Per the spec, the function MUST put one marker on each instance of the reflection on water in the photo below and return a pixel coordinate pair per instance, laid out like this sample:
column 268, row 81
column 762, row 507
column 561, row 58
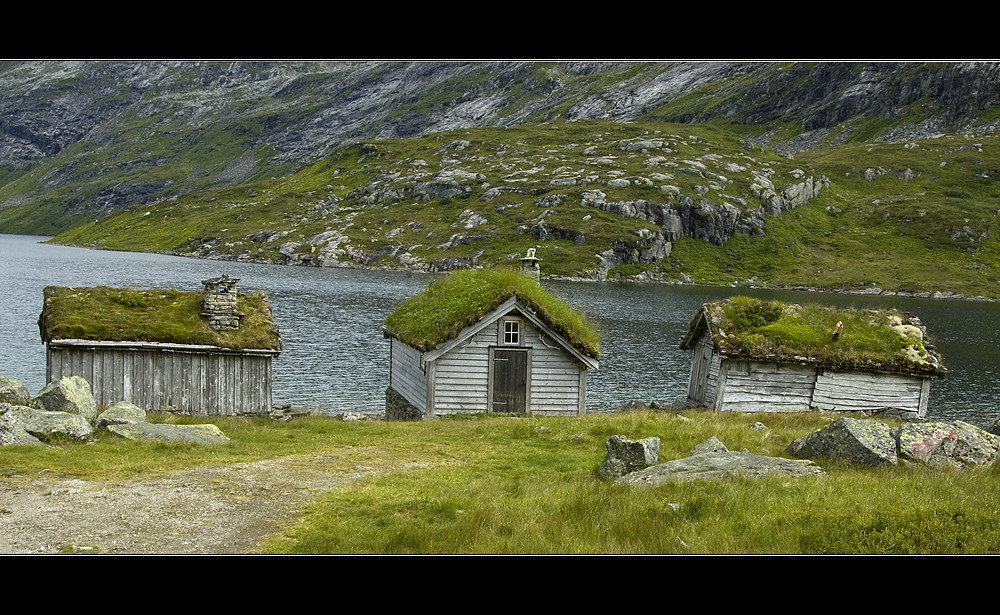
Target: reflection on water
column 336, row 359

────────────────────────────────────────

§ **EXERCISE GOAL**: Only the pictures should be left out; write out everything else in the records exactly.

§ **ANSWER BELOW**:
Per the spec, the function MUST put one marker on each instance of the reflection on water in the photo below and return a pixel coordinate pair per instance, laid out like this sample:
column 268, row 81
column 762, row 507
column 561, row 58
Target: reflection on water
column 336, row 359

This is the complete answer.